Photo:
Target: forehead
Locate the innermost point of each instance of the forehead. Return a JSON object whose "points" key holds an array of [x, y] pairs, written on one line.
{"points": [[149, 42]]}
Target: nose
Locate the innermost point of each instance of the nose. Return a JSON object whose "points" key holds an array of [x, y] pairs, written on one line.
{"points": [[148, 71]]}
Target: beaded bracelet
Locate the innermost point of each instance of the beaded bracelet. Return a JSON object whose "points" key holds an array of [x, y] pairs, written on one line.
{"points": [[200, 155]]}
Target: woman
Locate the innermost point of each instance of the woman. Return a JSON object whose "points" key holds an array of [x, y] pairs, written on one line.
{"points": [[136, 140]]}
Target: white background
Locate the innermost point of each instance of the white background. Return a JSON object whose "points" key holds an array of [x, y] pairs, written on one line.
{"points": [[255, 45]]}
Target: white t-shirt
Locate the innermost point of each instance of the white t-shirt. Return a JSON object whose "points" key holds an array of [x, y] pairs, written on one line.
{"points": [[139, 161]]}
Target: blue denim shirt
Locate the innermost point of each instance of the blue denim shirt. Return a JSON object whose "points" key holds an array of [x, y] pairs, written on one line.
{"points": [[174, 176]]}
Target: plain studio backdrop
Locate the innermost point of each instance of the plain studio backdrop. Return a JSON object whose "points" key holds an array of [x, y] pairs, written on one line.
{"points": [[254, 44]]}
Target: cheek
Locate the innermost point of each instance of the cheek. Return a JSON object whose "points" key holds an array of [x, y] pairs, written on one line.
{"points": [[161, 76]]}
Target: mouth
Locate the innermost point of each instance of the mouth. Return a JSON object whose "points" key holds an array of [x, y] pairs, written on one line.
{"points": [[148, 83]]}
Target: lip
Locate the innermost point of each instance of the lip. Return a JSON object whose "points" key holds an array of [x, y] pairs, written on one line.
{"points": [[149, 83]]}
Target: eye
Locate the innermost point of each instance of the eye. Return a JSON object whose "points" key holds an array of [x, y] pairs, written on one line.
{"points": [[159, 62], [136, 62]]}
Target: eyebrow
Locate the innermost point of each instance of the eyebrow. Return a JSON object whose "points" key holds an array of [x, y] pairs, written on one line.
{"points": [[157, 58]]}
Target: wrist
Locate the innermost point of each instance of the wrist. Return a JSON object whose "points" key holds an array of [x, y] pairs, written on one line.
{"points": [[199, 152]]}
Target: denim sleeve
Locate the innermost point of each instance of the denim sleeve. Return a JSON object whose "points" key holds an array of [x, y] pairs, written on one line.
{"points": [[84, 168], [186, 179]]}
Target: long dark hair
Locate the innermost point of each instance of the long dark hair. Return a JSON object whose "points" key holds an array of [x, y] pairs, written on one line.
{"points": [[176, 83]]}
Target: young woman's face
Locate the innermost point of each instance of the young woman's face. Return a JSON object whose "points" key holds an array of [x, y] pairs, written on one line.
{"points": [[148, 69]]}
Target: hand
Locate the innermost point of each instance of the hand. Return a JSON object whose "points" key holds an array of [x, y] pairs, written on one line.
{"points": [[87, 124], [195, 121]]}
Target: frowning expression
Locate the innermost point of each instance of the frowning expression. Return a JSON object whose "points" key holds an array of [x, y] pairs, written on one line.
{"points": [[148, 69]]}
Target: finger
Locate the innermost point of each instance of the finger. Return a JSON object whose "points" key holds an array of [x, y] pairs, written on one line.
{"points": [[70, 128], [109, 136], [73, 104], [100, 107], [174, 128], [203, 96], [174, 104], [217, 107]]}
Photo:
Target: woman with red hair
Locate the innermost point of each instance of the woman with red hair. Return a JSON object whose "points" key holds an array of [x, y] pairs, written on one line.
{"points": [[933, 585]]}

YOUR GOAL:
From the line that has "Locate the innermost point of each instance of the young" through the line that has "Target: hand", copy every line exactly as it appears above, and leave out all others.

RESPONSE BELOW:
Locate the innermost point of each instance of the young woman's face. Return a JSON object whose "points" key holds an array of [x, y] pairs, written on one line.
{"points": [[148, 69]]}
Target: hand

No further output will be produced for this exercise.